• Given problem:
Could you retype the whole listing below word for word, keeping every line and its order unchanged?

• Data entries:

+--

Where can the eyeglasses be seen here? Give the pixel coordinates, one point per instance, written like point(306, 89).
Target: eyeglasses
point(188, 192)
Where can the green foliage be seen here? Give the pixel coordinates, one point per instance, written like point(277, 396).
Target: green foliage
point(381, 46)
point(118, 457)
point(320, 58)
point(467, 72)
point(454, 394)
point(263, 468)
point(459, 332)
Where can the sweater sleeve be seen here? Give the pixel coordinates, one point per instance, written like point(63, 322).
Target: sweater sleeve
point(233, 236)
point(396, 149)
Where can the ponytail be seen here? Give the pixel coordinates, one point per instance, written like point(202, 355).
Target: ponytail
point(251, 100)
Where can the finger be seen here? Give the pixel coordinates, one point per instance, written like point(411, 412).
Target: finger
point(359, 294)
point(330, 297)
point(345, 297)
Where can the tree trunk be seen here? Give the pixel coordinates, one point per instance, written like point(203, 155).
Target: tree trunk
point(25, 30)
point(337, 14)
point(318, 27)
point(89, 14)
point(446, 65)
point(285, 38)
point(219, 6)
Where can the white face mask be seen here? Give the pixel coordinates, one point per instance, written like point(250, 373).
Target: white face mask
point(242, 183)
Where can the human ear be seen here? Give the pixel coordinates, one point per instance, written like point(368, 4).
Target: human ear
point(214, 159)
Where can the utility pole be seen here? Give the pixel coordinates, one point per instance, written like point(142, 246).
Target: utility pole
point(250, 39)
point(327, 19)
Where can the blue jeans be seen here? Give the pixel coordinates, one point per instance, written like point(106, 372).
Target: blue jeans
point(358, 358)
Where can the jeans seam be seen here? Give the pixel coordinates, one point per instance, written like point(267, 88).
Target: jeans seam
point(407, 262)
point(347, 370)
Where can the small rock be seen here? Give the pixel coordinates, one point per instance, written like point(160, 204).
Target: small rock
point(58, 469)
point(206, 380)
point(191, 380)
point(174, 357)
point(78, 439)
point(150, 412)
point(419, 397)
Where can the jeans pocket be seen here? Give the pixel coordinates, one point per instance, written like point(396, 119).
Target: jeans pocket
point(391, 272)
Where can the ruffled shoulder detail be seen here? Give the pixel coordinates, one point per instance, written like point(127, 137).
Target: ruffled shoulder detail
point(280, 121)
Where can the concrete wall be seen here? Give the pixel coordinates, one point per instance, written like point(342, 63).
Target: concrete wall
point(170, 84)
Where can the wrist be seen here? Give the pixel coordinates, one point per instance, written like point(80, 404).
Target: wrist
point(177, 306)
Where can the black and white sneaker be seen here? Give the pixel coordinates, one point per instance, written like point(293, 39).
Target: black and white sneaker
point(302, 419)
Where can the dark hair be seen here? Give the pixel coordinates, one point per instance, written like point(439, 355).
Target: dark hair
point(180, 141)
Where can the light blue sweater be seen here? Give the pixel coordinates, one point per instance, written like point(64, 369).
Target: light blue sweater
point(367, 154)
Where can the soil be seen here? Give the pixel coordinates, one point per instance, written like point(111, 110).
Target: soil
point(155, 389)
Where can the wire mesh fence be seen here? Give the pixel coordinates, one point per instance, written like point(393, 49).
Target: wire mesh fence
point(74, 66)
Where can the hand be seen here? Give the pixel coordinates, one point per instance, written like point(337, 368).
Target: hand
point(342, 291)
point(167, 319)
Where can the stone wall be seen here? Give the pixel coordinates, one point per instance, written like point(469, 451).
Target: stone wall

+--

• Answer to this exercise:
Where can the eyeglasses be seen here? Give the pixel coordinates, one point per instance, written like point(306, 89).
Target: eyeglasses
point(188, 192)
Where can the green foliage be seen here? Give the pixel coordinates, one point per instance, written like point(277, 396).
Target: green foliage
point(381, 46)
point(118, 457)
point(320, 58)
point(467, 72)
point(454, 394)
point(263, 468)
point(459, 332)
Where can the sweater sleeve be seen here? Give the pixel coordinates, one point per instance, written like point(63, 322).
Target: sweater sleeve
point(233, 236)
point(396, 149)
Where can the ponytail be seen here? Give the pixel coordinates, one point per instance, written like point(202, 355).
Target: ponytail
point(251, 100)
Where can the finger be seen here? Give the pixel coordinates, one point per instance, written like point(411, 412).
Target: finger
point(359, 294)
point(330, 297)
point(345, 297)
Where can the tree trunk be seen here? Give the pixel coordinates, one point per instance, written like point(203, 155).
Target: tree trunk
point(25, 30)
point(337, 14)
point(318, 27)
point(89, 14)
point(446, 65)
point(285, 38)
point(219, 6)
Where can the white face mask be seen here? Give the pixel coordinates, one point per instance, written like point(250, 373).
Target: white face mask
point(242, 183)
Where can the human ear be seen here? Give the pixel coordinates, one point per instance, written like point(368, 4).
Target: human ear
point(214, 159)
Where can the utility pole be seen here? Give the pixel coordinates, one point per instance, written like point(142, 246).
Target: utility pole
point(250, 39)
point(327, 19)
Where can the blue jeans be seen here? Give the pixel coordinates, one point per instance, written like point(106, 372).
Target: blue jeans
point(358, 358)
Where can the jeans seam be seen here? Give the pixel coordinates, one point per instance, written like point(267, 88).
Target: jeans seam
point(407, 262)
point(347, 370)
Where can the small rock be seen here? Give the pixel coordinates, one point per instance, written like point(160, 204).
Target: small rock
point(58, 469)
point(206, 380)
point(191, 380)
point(174, 357)
point(78, 439)
point(150, 412)
point(419, 397)
Where can the jeans pocket be seen here? Give the pixel coordinates, one point per instance, written like point(396, 119).
Target: jeans pocket
point(391, 272)
Where can the ruffled shoulder detail be seen here? Give the pixel coordinates, one point per instance, written like point(127, 137).
Target: ruffled shoulder detail
point(280, 121)
Where can the concrete wall be seen here? Give the pixel coordinates, one point per instance, written like point(342, 63).
Target: concrete wall
point(170, 84)
Where can the wrist be seen here? Give the pixel coordinates, one point per instance, written like point(80, 404).
Target: wrist
point(177, 306)
Where can the black and white sneaker be seen here? Give the pixel coordinates, one point per instance, written like point(293, 39).
Target: black and white sneaker
point(302, 419)
Where can the dark hair be seen here? Give the pixel coordinates, one point per instance, written like point(439, 355).
Target: dark hair
point(180, 141)
Where can the light blue sweater be seen here? Give the pixel coordinates, one point per instance, written like point(64, 369).
Target: light blue sweater
point(367, 154)
Where can the soil be seen here? Give the pixel coordinates, one point per instance, written like point(111, 110).
Target: soil
point(155, 389)
Where can the wire mesh fence be seen here? Give the pixel coordinates, one point per instance, written like point(393, 49).
Target: wire mesh fence
point(74, 66)
Where can the hand be seen here? Give the pixel coordinates, one point per instance, written like point(337, 368).
Target: hand
point(342, 291)
point(167, 319)
Where can the stone wall be seen here? Give the pixel coordinates, one point per instance, written like point(469, 451).
Target: stone wall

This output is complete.